▶ [Task details]:
All lines containing the string "post" must be copied from the entries.

▶ [Material for this task]:
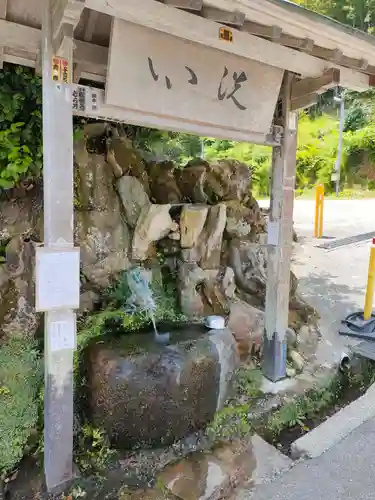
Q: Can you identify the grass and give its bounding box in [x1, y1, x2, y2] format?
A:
[262, 361, 375, 446]
[0, 336, 42, 476]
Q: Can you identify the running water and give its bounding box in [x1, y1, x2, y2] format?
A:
[126, 267, 170, 344]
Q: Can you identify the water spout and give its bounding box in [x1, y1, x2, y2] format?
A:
[126, 266, 170, 344]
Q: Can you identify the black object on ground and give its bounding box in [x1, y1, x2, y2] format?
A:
[316, 231, 375, 250]
[351, 340, 375, 361]
[339, 312, 375, 341]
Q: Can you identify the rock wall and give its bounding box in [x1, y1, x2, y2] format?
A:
[0, 125, 316, 354]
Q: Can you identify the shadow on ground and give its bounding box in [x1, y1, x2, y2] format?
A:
[299, 270, 363, 323]
[297, 270, 364, 363]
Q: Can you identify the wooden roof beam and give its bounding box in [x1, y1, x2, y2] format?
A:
[162, 0, 203, 10]
[281, 34, 314, 52]
[84, 0, 369, 90]
[242, 19, 369, 71]
[243, 21, 314, 49]
[73, 9, 100, 83]
[51, 0, 86, 55]
[202, 7, 245, 27]
[309, 45, 373, 73]
[291, 68, 340, 101]
[83, 9, 99, 42]
[310, 46, 343, 64]
[0, 0, 7, 69]
[0, 19, 107, 81]
[291, 92, 318, 111]
[243, 20, 282, 41]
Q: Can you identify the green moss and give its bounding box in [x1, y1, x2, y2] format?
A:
[233, 367, 263, 400]
[0, 336, 42, 476]
[205, 368, 262, 442]
[206, 404, 253, 441]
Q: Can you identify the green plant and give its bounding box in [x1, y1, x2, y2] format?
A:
[206, 403, 253, 441]
[233, 367, 263, 399]
[0, 336, 42, 476]
[266, 400, 307, 437]
[75, 424, 115, 474]
[0, 64, 43, 189]
[0, 237, 10, 263]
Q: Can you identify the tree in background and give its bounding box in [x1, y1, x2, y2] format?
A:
[293, 0, 375, 32]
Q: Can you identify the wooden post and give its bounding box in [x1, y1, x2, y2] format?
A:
[262, 72, 298, 382]
[41, 0, 77, 492]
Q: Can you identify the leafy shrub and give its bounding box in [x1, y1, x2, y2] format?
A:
[206, 404, 253, 441]
[0, 64, 42, 189]
[0, 337, 42, 475]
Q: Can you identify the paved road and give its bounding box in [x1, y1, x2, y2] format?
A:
[293, 199, 375, 366]
[291, 198, 375, 239]
[237, 417, 375, 500]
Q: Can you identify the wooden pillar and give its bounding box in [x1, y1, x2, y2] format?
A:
[40, 0, 78, 492]
[262, 72, 297, 382]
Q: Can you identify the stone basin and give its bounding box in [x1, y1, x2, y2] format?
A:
[84, 324, 238, 449]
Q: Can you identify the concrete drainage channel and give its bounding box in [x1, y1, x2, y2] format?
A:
[290, 382, 375, 459]
[225, 362, 375, 499]
[257, 359, 375, 463]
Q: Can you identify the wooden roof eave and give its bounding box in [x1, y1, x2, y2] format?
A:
[1, 0, 374, 91]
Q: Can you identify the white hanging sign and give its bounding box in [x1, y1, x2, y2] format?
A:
[105, 19, 284, 140]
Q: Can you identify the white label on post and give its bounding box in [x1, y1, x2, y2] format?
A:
[36, 247, 80, 312]
[50, 320, 76, 352]
[267, 221, 280, 246]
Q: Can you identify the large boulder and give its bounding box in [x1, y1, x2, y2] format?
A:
[200, 204, 227, 269]
[228, 300, 264, 359]
[180, 205, 208, 249]
[182, 204, 226, 270]
[106, 134, 150, 192]
[85, 327, 238, 448]
[132, 204, 178, 261]
[0, 237, 38, 342]
[225, 197, 265, 240]
[178, 263, 218, 318]
[177, 159, 251, 204]
[0, 184, 42, 241]
[75, 148, 131, 289]
[148, 161, 182, 204]
[116, 175, 151, 228]
[229, 240, 268, 308]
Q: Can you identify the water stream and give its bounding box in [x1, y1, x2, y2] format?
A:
[126, 266, 170, 344]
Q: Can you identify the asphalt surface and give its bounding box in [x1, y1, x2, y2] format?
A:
[292, 199, 375, 366]
[238, 417, 375, 500]
[260, 199, 375, 367]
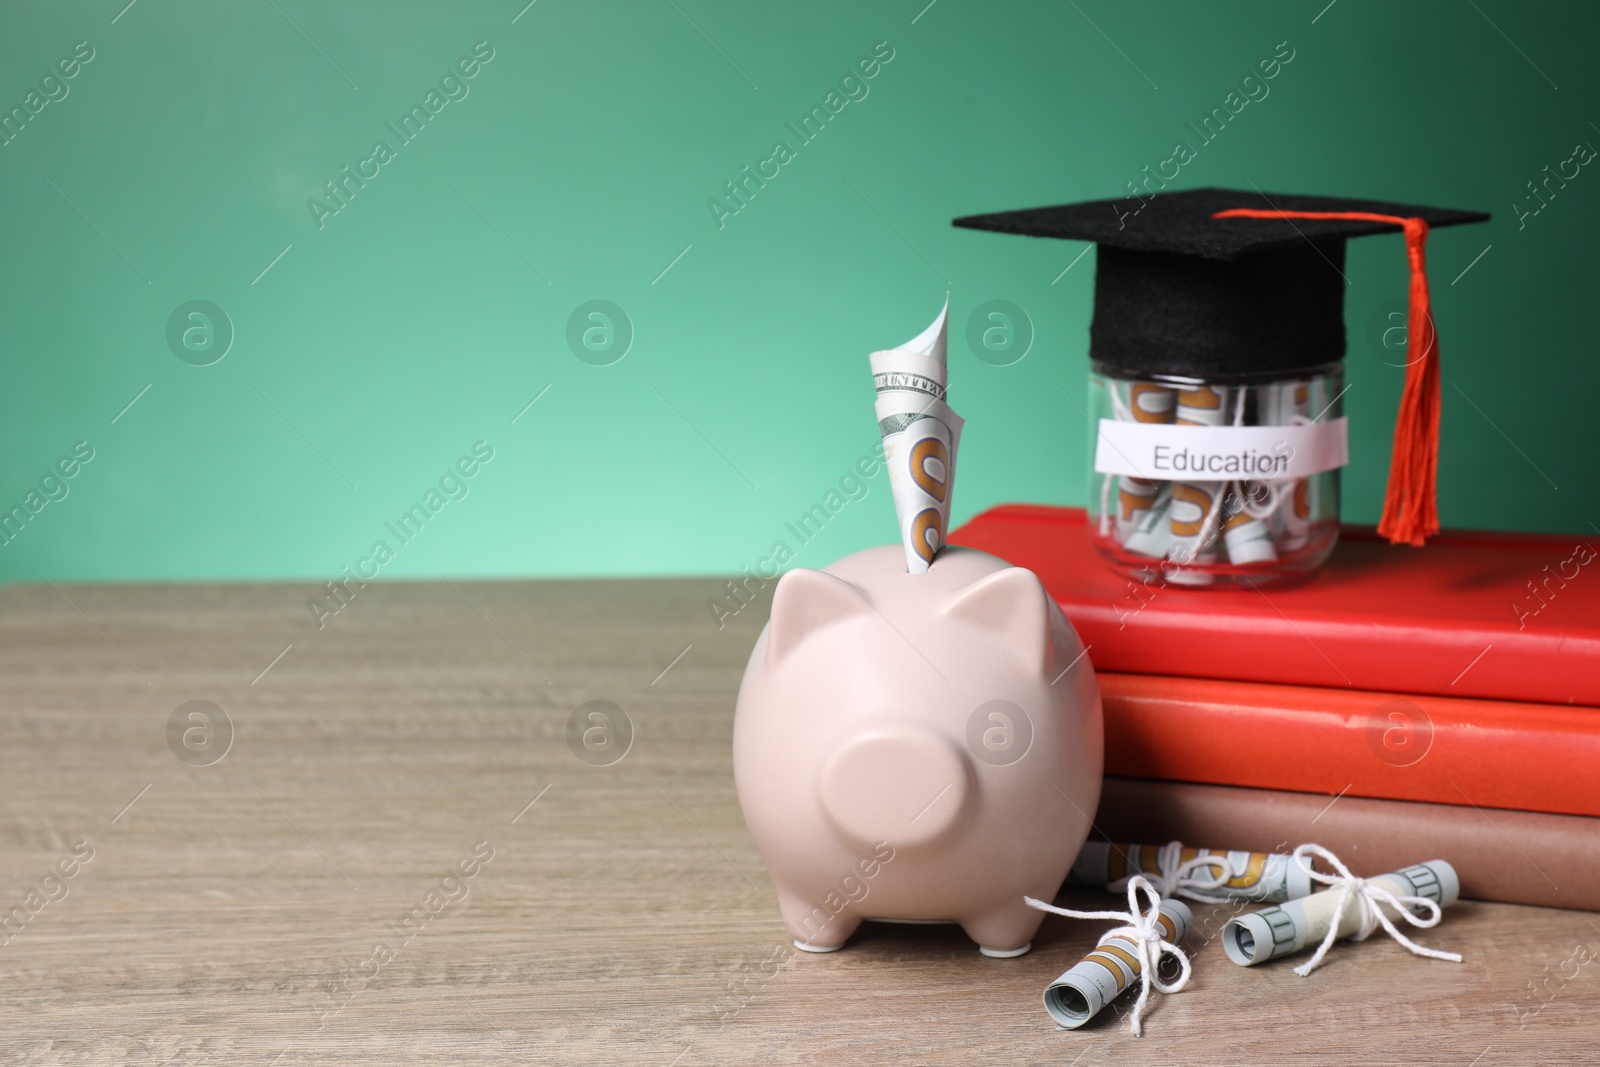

▶ [Written reply]:
Q: Can you identify the wooden post and give its bounding box in [x1, y1, x2, y2] format?
Q: Can you identify the white label on post and give its bounding box in [x1, y1, x2, y2] format?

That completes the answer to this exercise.